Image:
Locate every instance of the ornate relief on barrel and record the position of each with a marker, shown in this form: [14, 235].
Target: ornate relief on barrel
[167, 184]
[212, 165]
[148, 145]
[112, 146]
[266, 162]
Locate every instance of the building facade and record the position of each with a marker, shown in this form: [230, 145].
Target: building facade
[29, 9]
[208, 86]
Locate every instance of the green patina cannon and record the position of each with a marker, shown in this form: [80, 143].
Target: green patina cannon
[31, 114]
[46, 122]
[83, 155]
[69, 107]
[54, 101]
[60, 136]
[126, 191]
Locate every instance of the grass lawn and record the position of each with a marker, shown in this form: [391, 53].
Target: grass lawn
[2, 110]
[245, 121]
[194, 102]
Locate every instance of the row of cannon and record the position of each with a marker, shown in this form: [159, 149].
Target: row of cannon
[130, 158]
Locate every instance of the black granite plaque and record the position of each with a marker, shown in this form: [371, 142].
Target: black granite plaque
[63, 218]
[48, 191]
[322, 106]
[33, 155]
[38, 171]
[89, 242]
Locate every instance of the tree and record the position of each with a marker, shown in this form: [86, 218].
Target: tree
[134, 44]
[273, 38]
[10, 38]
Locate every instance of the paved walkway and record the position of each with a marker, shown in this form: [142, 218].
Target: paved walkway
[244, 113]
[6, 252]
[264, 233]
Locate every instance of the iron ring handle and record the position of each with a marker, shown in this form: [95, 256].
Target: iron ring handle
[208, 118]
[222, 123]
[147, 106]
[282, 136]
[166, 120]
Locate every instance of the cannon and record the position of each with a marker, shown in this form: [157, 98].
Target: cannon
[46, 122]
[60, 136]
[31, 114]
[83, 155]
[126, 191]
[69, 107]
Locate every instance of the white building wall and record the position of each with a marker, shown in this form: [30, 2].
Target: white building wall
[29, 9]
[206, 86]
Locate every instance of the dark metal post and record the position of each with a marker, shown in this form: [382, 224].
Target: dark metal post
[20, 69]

***

- _WHAT THE EXERCISE ASKS_:
Type out the records again exactly, line for line.

- _ANSWER BELOW_:
Image:
Locate every instance of the ornate relief on barrel and record the position of each with a marker, shown in this form: [14, 235].
Target: ornate relief on barrel
[167, 184]
[212, 165]
[148, 145]
[112, 146]
[266, 162]
Locate every instance of the building facade and record the position of each with a marker, shown in this form: [230, 145].
Target: building facade
[29, 9]
[208, 86]
Locate every instance of the green patina cannon and record the position of each with a marker, shown in this form: [80, 143].
Target: green patina cannon
[31, 114]
[46, 122]
[83, 155]
[69, 107]
[54, 101]
[60, 136]
[126, 191]
Locate every instance of the grass lawn and record the position of each with a marker, shown in this form: [391, 53].
Target: grass lawn
[2, 110]
[245, 121]
[194, 102]
Locate every instance of the row of cannon and record the position of each with a marker, shown in this form: [159, 149].
Target: row of cannon
[130, 158]
Locate every instance of the black granite plaque and record the position of each with a marker, shown in this form: [371, 142].
Target: black granite plaque
[63, 218]
[48, 191]
[322, 106]
[33, 155]
[38, 171]
[89, 242]
Locate every instance of the tree and record the position of each with a marker, shown in this form: [86, 218].
Target: tree
[134, 44]
[273, 38]
[10, 38]
Locate every instance of the paved walkway and record the position of each with a marker, shown in this form: [142, 218].
Target: paved walkway
[244, 113]
[6, 252]
[264, 233]
Locate every instance of the iron ring handle and record the position of each with a marker, shown in this form: [95, 256].
Target: iron ring handle
[208, 118]
[222, 123]
[147, 106]
[282, 136]
[166, 120]
Locate every instance of the cannon and record the position of each with a marker, shown in this form: [157, 98].
Target: cannon
[46, 122]
[60, 136]
[31, 114]
[83, 155]
[126, 191]
[69, 107]
Locate every instance of the white building wall and record the position of each with a marker, shown in this form: [30, 2].
Target: white building wall
[29, 9]
[206, 86]
Locate every instance of the dark metal post and record the position of each with a marker, shown in this form: [382, 224].
Target: dark metal post
[20, 69]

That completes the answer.